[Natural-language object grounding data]
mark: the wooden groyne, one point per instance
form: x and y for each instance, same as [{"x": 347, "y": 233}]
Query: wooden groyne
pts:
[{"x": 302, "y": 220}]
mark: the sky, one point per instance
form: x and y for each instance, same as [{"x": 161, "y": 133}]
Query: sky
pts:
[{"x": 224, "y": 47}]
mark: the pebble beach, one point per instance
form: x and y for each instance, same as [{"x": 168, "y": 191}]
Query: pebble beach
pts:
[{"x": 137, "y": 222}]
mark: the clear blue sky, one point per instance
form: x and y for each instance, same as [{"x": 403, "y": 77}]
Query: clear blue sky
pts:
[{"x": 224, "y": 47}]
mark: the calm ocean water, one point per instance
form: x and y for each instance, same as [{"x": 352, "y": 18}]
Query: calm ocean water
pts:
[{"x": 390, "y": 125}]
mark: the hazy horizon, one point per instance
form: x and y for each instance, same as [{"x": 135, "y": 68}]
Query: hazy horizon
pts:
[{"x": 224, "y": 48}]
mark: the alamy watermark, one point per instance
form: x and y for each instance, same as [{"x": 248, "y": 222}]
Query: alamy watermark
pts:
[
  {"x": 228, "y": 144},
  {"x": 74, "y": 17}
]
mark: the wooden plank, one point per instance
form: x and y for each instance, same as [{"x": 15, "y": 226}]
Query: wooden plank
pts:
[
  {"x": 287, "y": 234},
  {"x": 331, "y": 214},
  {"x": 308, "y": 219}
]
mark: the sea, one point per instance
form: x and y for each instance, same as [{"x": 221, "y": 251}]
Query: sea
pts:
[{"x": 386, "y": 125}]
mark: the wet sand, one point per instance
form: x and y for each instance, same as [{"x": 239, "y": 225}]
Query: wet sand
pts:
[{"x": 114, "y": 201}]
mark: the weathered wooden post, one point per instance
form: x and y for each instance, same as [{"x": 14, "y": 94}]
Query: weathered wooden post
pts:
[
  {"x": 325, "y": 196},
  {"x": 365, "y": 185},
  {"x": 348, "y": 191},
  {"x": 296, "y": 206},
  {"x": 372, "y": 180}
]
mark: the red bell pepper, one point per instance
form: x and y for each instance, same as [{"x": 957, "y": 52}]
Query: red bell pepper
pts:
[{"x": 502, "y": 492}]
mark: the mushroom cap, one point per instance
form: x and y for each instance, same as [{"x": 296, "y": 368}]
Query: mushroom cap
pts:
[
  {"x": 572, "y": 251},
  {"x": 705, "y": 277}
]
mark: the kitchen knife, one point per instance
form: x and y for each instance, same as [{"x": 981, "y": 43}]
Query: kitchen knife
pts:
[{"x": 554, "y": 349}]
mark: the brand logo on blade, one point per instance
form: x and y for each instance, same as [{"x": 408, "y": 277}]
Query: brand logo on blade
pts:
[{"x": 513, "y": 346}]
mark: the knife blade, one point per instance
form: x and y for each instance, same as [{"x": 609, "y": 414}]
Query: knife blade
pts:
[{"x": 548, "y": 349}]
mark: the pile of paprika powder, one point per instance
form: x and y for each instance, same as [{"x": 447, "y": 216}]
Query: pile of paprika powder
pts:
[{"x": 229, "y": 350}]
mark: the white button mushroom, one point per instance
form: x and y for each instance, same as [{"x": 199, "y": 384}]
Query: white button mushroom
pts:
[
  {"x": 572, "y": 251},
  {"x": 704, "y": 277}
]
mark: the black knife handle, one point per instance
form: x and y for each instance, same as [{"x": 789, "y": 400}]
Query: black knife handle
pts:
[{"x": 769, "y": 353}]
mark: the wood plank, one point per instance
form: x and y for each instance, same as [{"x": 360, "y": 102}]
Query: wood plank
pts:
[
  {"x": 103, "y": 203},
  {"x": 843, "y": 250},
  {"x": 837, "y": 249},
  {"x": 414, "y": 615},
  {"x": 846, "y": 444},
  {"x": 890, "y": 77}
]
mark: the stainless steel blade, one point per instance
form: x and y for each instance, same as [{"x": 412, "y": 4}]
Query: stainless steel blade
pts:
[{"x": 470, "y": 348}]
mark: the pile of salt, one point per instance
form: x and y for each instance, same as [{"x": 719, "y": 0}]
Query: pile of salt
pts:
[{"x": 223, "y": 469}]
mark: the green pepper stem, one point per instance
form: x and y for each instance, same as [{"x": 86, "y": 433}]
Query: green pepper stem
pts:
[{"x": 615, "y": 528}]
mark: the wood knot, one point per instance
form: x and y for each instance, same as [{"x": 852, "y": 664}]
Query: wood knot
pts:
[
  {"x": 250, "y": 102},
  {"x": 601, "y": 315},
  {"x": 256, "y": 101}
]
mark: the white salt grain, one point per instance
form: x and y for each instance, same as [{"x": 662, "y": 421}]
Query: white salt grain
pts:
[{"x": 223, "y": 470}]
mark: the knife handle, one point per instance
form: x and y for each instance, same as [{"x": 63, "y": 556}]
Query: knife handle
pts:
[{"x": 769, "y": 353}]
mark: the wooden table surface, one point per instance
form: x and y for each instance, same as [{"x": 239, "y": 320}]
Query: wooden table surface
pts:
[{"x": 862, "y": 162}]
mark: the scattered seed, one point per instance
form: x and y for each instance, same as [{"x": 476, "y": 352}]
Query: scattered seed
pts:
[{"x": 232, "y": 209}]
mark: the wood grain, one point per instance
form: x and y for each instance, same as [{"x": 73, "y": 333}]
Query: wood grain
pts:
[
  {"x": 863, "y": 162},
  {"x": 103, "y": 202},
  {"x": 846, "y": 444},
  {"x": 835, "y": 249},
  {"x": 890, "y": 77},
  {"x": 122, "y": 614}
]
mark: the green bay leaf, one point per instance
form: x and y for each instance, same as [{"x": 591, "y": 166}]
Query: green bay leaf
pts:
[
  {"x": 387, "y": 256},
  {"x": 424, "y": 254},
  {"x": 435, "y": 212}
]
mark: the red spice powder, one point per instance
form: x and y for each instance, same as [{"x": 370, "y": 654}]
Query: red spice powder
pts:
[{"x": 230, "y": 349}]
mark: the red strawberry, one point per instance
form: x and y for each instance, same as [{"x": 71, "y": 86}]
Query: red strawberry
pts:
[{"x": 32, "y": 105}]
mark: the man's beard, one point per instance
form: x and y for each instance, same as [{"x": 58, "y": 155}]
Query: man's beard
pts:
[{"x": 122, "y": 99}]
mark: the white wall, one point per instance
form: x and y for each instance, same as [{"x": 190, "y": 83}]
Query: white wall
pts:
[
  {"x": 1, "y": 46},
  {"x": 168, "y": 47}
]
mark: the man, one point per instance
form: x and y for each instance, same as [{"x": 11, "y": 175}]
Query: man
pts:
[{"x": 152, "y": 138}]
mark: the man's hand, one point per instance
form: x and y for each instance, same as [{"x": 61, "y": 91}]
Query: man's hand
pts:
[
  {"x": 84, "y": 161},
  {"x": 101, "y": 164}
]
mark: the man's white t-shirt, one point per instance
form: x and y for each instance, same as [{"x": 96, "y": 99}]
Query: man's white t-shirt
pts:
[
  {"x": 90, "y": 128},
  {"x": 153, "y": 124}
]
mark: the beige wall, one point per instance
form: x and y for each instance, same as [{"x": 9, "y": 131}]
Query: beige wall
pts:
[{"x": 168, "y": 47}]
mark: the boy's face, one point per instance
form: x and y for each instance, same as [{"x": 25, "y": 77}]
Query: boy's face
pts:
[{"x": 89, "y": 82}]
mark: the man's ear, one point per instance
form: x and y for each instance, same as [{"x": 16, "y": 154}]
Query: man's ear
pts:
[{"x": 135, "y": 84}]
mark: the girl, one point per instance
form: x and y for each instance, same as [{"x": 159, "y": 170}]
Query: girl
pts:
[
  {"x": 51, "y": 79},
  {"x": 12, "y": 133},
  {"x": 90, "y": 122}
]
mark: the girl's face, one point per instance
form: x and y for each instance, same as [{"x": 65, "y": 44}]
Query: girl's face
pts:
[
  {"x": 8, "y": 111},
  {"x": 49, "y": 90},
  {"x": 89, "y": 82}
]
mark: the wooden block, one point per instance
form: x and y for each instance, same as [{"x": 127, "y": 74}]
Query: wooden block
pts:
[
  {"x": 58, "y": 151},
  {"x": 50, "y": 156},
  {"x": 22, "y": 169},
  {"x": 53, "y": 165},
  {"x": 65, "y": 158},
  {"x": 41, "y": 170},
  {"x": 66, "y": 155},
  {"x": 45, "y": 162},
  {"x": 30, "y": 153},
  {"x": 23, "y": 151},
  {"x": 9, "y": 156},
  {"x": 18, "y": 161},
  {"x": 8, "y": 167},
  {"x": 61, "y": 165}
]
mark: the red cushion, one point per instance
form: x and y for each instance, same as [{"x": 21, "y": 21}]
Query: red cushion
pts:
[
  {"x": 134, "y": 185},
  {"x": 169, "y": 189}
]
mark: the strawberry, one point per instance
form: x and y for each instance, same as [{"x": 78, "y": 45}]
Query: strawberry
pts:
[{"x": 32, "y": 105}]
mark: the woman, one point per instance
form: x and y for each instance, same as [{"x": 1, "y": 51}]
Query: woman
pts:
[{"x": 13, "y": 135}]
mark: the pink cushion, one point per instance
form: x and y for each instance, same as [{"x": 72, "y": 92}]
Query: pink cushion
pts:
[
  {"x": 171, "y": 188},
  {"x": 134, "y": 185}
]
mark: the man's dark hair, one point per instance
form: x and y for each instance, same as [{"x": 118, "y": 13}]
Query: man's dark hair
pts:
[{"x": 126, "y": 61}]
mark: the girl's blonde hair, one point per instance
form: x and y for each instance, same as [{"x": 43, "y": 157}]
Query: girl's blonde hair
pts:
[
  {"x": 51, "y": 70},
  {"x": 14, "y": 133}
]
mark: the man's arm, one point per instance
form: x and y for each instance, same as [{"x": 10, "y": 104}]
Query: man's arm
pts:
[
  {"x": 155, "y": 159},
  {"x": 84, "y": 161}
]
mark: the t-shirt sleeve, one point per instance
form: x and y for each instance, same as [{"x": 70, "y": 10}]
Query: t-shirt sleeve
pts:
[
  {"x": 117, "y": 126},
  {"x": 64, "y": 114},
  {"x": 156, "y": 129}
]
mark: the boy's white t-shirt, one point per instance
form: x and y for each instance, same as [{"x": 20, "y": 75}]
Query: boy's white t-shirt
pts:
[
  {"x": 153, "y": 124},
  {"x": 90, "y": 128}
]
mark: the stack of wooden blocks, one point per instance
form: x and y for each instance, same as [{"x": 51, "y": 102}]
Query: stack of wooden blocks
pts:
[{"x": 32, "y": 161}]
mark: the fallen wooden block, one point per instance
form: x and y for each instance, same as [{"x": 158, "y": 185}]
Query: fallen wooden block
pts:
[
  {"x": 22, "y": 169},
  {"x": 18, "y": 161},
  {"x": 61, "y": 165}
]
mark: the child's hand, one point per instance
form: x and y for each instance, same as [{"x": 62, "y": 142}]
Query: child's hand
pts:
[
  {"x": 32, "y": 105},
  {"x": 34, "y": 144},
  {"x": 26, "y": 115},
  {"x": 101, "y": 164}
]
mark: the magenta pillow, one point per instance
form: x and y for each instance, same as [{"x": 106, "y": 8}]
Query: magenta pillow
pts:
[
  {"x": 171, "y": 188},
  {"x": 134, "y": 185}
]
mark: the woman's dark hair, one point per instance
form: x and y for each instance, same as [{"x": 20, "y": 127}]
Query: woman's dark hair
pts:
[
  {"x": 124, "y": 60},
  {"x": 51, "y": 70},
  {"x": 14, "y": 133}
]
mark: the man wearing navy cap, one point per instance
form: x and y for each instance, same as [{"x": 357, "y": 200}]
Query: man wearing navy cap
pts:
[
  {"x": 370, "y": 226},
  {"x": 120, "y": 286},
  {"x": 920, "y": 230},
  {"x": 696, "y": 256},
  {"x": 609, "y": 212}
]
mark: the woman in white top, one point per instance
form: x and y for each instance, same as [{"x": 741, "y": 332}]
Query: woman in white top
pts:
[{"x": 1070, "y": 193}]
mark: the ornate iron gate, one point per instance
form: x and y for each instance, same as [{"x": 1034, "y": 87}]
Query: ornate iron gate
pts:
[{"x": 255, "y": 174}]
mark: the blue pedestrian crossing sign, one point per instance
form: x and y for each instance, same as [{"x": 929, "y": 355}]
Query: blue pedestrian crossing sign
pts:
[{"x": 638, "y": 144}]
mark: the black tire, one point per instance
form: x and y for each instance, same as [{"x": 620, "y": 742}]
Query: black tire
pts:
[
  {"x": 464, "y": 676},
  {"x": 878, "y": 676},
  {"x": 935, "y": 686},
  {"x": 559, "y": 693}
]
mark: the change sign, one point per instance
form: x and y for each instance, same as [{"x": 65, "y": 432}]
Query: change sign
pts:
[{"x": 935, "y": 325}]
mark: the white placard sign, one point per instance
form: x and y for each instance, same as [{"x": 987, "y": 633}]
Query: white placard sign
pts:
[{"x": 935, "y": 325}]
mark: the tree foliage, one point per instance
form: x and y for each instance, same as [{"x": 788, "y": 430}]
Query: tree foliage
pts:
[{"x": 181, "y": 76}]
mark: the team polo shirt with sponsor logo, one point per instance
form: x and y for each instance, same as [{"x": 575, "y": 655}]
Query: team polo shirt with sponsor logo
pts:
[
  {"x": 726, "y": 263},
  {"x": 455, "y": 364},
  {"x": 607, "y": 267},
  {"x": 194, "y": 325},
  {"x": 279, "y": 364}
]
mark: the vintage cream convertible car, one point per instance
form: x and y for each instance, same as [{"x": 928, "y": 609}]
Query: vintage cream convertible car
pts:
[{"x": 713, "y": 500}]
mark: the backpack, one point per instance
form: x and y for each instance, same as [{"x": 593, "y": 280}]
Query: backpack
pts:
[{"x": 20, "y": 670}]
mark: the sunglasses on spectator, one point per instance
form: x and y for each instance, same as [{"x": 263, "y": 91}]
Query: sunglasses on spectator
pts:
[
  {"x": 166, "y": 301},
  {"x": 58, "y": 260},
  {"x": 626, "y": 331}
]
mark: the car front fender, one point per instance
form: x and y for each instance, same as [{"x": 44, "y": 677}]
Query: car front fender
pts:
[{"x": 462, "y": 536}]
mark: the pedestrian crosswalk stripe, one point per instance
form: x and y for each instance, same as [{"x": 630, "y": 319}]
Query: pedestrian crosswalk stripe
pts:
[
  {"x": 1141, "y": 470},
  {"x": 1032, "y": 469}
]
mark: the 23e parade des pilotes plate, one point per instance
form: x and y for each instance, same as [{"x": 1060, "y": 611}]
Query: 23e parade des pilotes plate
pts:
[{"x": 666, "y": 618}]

TO DO:
Working through the records, find each line containing the word "clear" and copy it.

REPLY:
mark: the clear blue sky, one point per instance
Query: clear blue sky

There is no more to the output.